== Exercise objective ==
Restate the last part of the records below word for word, beginning at the line with "[tag] bay: a pin per instance" and ending at the final line.

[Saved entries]
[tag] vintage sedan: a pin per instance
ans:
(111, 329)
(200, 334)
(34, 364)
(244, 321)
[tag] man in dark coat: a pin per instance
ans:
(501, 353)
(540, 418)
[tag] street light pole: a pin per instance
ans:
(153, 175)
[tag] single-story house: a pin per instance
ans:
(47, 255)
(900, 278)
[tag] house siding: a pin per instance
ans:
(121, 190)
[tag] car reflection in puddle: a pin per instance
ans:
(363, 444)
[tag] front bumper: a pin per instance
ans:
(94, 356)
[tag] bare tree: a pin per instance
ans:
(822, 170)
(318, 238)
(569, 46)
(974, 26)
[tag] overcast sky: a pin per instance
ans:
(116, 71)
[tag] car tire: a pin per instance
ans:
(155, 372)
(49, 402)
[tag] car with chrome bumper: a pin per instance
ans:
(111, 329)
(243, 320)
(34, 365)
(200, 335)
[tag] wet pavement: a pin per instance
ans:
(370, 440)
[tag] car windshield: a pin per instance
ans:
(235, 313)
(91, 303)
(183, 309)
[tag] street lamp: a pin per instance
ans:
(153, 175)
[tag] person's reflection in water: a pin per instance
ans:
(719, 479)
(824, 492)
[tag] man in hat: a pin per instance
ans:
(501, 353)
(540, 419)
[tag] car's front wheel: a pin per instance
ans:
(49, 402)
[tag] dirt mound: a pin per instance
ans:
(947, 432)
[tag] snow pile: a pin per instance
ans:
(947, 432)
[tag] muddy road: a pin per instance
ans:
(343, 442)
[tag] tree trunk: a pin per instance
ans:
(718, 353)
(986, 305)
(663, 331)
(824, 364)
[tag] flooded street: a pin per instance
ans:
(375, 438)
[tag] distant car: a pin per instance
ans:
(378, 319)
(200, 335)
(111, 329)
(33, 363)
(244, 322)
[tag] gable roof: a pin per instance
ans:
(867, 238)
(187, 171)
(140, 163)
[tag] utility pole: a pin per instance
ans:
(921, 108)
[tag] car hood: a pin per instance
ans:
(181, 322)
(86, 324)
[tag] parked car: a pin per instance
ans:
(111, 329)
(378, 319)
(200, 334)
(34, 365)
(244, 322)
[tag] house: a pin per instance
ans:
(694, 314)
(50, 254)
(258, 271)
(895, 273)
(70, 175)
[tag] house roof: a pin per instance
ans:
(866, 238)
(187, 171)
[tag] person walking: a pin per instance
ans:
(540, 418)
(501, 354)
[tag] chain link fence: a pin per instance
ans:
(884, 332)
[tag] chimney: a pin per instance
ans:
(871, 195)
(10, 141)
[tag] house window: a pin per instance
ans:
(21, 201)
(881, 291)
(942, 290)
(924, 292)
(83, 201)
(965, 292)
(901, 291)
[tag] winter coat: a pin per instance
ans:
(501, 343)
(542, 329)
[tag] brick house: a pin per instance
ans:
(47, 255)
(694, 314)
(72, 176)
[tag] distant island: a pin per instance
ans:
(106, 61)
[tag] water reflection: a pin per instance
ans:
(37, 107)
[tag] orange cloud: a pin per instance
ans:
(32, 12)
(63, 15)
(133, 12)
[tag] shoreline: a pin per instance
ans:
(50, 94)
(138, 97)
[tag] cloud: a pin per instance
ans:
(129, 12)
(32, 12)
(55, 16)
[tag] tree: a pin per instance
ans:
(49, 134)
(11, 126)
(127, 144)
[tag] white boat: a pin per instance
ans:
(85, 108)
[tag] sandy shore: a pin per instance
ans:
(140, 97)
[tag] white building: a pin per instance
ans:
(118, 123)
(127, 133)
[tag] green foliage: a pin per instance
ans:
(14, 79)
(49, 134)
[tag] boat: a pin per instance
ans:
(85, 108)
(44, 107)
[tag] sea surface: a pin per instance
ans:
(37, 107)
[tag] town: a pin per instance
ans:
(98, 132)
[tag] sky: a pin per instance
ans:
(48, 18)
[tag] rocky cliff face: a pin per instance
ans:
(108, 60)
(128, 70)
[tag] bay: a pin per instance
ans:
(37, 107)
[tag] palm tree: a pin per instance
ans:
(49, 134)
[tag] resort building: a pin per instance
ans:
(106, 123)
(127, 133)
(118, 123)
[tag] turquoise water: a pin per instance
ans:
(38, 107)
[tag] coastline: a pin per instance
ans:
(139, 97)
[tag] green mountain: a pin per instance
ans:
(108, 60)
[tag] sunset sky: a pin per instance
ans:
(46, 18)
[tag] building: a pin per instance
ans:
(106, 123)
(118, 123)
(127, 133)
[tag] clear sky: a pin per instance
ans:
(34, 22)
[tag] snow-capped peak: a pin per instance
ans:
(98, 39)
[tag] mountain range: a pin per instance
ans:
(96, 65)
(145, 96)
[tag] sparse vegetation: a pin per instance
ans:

== Exercise response ==
[tag] bay: a pin per instance
ans:
(37, 107)
[tag] palm tree: a pin per instance
ans:
(49, 134)
[tag] resort building: a pin per instance
ans:
(106, 123)
(127, 133)
(118, 123)
[tag] turquoise water: a pin per instance
ans:
(38, 107)
[tag] coastline: a pin per instance
ans:
(139, 97)
[tag] green mountain: a pin per instance
ans:
(108, 60)
[tag] sunset sky: a pin per instance
ans:
(46, 18)
[tag] building: a pin per instance
ans:
(106, 123)
(118, 123)
(127, 133)
[tag] clear sky: a pin per instance
ans:
(34, 22)
[tag] snow-capped peak: a pin per instance
ans:
(98, 39)
[tag] mountain range: a pin per instance
ans:
(96, 65)
(145, 96)
[tag] sparse vegetation: a pin per instance
ans:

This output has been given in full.